# [TASK INSTRUCTIONS]
List each line of the material below that contains the word "blue", treating uppercase and lowercase letters as different.

======== STORED ROWS ========

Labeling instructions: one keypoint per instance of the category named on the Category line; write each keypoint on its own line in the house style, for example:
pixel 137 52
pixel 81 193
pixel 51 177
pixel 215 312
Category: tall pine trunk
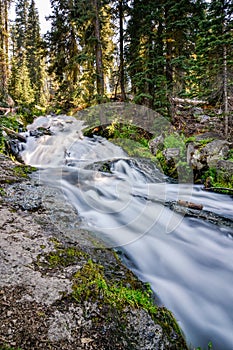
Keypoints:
pixel 122 72
pixel 98 51
pixel 3 48
pixel 225 92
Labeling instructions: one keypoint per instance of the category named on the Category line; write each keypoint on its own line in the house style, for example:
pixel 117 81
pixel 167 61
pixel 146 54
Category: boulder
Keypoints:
pixel 202 157
pixel 157 144
pixel 225 170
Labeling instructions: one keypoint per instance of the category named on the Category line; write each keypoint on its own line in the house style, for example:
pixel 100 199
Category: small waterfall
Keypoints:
pixel 188 261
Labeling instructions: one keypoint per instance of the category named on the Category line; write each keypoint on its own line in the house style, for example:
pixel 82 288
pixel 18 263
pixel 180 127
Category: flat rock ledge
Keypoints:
pixel 48 295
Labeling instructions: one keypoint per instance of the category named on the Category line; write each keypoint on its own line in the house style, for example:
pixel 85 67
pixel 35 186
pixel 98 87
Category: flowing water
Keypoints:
pixel 188 261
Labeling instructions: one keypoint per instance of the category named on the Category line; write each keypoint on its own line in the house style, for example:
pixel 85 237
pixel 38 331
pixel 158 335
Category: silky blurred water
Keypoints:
pixel 188 261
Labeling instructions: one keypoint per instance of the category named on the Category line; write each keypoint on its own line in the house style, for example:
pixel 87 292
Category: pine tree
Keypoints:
pixel 34 53
pixel 213 63
pixel 4 49
pixel 28 67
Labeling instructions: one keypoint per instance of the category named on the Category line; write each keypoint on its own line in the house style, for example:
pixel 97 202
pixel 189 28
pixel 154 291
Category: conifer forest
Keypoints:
pixel 145 51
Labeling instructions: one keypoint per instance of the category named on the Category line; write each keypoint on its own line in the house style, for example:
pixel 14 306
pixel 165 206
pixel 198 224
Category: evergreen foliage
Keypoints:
pixel 147 50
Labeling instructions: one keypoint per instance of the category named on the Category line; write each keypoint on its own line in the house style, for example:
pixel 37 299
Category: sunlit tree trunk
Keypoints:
pixel 98 49
pixel 225 88
pixel 4 47
pixel 122 71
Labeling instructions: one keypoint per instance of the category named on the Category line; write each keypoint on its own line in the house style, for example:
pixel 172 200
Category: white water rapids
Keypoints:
pixel 187 261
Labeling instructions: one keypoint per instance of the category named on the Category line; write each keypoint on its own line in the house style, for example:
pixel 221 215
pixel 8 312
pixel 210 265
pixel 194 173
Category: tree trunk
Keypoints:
pixel 225 92
pixel 98 50
pixel 122 72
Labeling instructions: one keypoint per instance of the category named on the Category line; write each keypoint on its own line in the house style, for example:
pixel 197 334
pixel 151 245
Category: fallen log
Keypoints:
pixel 188 101
pixel 14 134
pixel 190 205
pixel 8 110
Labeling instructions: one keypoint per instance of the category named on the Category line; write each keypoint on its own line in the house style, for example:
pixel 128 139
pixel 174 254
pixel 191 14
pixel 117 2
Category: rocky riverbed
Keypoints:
pixel 56 293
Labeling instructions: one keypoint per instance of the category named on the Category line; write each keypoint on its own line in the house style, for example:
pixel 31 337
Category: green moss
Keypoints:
pixel 218 180
pixel 205 141
pixel 11 122
pixel 23 170
pixel 134 149
pixel 6 347
pixel 62 257
pixel 2 192
pixel 90 283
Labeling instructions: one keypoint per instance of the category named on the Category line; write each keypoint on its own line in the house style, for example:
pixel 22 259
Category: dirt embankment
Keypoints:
pixel 56 293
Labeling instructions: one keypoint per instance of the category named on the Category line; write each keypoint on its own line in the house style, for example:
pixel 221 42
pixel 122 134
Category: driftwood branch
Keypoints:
pixel 14 134
pixel 8 110
pixel 218 189
pixel 188 101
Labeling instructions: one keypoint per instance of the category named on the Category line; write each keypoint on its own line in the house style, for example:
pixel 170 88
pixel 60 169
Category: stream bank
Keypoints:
pixel 57 294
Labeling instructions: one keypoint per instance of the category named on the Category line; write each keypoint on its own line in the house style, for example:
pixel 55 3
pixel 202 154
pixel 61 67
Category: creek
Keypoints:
pixel 187 261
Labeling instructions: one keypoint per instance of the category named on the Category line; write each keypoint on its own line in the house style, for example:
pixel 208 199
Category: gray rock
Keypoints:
pixel 156 144
pixel 201 157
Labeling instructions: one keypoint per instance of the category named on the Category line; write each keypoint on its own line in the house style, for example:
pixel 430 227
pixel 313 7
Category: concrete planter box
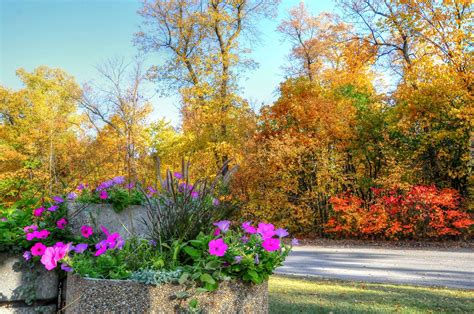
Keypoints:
pixel 122 296
pixel 127 222
pixel 12 300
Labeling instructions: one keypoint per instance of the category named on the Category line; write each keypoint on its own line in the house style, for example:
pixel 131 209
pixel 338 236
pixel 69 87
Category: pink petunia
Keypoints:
pixel 86 231
pixel 266 230
pixel 217 247
pixel 103 195
pixel 271 244
pixel 38 249
pixel 249 228
pixel 61 223
pixel 38 211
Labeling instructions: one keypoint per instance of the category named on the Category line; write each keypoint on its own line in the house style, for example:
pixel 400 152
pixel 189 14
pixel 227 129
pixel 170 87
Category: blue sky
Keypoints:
pixel 76 35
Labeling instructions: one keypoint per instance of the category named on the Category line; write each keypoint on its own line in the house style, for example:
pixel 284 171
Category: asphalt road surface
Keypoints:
pixel 430 267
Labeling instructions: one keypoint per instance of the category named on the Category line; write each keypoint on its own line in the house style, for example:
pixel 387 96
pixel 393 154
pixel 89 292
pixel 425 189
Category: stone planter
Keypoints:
pixel 12 298
pixel 127 222
pixel 119 296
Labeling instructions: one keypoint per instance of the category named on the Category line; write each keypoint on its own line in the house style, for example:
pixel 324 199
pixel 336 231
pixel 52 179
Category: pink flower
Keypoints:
pixel 271 244
pixel 86 231
pixel 58 199
pixel 266 230
pixel 281 233
pixel 61 223
pixel 217 247
pixel 103 195
pixel 38 212
pixel 53 208
pixel 223 225
pixel 249 228
pixel 38 249
pixel 52 255
pixel 43 234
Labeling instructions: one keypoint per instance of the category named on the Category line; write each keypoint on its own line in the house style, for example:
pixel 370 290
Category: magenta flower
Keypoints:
pixel 217 247
pixel 266 230
pixel 61 223
pixel 71 196
pixel 58 199
pixel 80 248
pixel 27 255
pixel 38 249
pixel 53 208
pixel 194 194
pixel 103 195
pixel 271 244
pixel 38 211
pixel 86 231
pixel 30 228
pixel 223 225
pixel 43 234
pixel 249 228
pixel 52 255
pixel 281 233
pixel 66 267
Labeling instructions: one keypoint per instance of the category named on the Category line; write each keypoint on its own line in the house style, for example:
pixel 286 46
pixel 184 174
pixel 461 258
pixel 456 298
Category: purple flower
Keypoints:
pixel 58 199
pixel 86 231
pixel 223 225
pixel 53 208
pixel 38 211
pixel 271 244
pixel 66 267
pixel 103 195
pixel 266 230
pixel 27 255
pixel 281 233
pixel 61 223
pixel 80 248
pixel 118 180
pixel 217 247
pixel 249 228
pixel 30 228
pixel 71 196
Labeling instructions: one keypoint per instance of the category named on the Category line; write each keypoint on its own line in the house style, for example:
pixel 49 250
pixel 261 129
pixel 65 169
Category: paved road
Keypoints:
pixel 431 267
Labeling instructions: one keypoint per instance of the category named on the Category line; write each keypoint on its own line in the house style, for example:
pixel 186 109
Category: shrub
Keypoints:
pixel 422 212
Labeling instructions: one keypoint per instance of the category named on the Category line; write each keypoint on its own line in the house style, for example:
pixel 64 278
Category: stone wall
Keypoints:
pixel 123 296
pixel 12 300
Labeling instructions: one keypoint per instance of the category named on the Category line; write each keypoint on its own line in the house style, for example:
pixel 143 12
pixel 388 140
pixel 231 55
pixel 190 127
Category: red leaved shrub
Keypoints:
pixel 422 212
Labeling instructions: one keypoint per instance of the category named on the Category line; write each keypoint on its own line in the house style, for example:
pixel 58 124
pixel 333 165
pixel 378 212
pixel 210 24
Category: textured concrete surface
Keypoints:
pixel 119 296
pixel 12 301
pixel 430 267
pixel 127 222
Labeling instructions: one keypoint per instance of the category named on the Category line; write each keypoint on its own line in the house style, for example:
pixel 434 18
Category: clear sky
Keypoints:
pixel 76 35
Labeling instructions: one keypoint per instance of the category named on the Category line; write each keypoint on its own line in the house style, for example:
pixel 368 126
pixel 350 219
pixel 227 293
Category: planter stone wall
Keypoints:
pixel 127 222
pixel 12 300
pixel 122 296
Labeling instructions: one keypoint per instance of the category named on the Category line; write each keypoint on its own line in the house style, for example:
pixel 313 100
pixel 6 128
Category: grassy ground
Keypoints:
pixel 290 295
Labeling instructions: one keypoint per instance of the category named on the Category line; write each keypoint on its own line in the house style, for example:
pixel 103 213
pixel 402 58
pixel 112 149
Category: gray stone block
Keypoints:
pixel 128 222
pixel 122 296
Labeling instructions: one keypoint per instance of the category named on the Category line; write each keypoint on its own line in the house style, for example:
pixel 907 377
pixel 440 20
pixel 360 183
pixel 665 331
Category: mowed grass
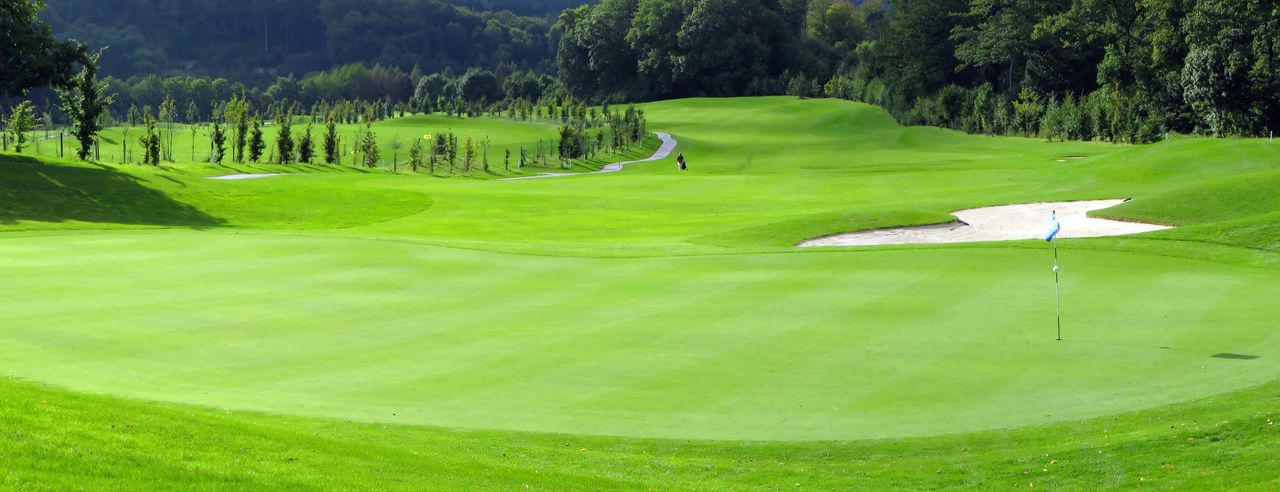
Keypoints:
pixel 661 304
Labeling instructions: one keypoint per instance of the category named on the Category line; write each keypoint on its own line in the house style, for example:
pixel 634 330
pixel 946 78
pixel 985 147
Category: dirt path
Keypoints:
pixel 664 150
pixel 997 223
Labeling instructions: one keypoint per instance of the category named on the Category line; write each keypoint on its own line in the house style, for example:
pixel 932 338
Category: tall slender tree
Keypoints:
pixel 330 141
pixel 85 104
pixel 306 146
pixel 284 137
pixel 22 121
pixel 255 141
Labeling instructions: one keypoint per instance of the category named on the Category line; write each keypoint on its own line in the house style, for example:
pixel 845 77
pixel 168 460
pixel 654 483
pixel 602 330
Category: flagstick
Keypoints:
pixel 1057 292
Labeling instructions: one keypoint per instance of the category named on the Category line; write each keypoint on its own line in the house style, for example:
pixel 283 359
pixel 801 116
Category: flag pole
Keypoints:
pixel 1057 292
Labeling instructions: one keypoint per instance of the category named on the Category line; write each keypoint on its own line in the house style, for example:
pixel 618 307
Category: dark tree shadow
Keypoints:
pixel 31 190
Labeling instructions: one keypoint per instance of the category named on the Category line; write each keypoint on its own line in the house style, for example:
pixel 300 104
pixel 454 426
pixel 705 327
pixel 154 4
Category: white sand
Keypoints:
pixel 997 223
pixel 668 145
pixel 238 177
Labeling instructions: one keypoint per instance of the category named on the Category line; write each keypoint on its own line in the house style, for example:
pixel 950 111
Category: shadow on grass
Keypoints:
pixel 31 190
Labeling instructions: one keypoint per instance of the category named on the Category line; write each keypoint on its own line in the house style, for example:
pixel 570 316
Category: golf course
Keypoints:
pixel 337 327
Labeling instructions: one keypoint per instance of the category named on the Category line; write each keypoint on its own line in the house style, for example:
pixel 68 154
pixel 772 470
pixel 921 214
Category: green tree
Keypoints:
pixel 452 151
pixel 237 117
pixel 219 141
pixel 917 53
pixel 150 140
pixel 30 57
pixel 439 149
pixel 330 141
pixel 256 145
pixel 369 146
pixel 284 137
pixel 85 104
pixel 193 124
pixel 306 146
pixel 415 154
pixel 469 154
pixel 21 122
pixel 168 115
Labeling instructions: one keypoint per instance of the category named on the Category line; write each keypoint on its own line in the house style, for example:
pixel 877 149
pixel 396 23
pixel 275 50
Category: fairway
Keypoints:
pixel 652 303
pixel 698 347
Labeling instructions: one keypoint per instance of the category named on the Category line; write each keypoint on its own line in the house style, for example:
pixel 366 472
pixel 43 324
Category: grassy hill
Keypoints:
pixel 483 333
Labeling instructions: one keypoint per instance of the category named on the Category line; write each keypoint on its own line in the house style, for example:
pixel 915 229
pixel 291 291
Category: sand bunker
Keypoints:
pixel 238 177
pixel 997 223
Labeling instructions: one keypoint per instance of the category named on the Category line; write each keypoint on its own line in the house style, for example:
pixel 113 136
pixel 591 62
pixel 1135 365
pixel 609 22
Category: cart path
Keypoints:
pixel 664 150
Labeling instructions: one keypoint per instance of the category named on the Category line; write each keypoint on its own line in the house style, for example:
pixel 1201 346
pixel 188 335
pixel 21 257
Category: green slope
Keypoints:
pixel 661 304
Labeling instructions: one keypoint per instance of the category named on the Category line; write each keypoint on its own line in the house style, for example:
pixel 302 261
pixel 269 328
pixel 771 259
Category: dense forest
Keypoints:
pixel 257 41
pixel 1074 69
pixel 536 8
pixel 1107 69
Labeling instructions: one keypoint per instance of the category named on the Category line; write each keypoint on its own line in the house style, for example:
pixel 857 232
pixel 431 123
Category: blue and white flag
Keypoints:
pixel 1054 228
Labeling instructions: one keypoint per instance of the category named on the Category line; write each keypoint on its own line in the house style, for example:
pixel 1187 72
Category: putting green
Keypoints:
pixel 755 346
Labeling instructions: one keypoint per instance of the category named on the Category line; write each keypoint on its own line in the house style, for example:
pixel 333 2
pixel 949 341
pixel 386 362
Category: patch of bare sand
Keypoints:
pixel 997 223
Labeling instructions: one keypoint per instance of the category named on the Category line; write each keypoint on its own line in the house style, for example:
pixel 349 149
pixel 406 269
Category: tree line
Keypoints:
pixel 254 42
pixel 1083 69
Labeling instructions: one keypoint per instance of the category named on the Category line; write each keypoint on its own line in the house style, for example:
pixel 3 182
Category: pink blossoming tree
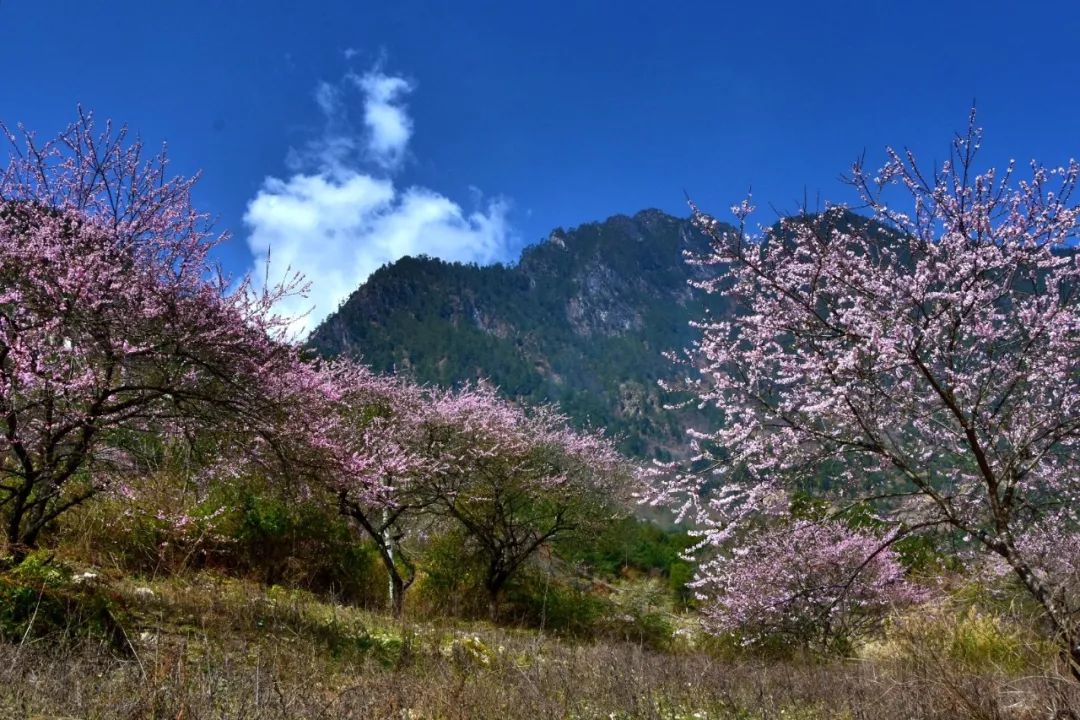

========

# [TASK ANSWER]
Category: blue sky
Category: blue and white flag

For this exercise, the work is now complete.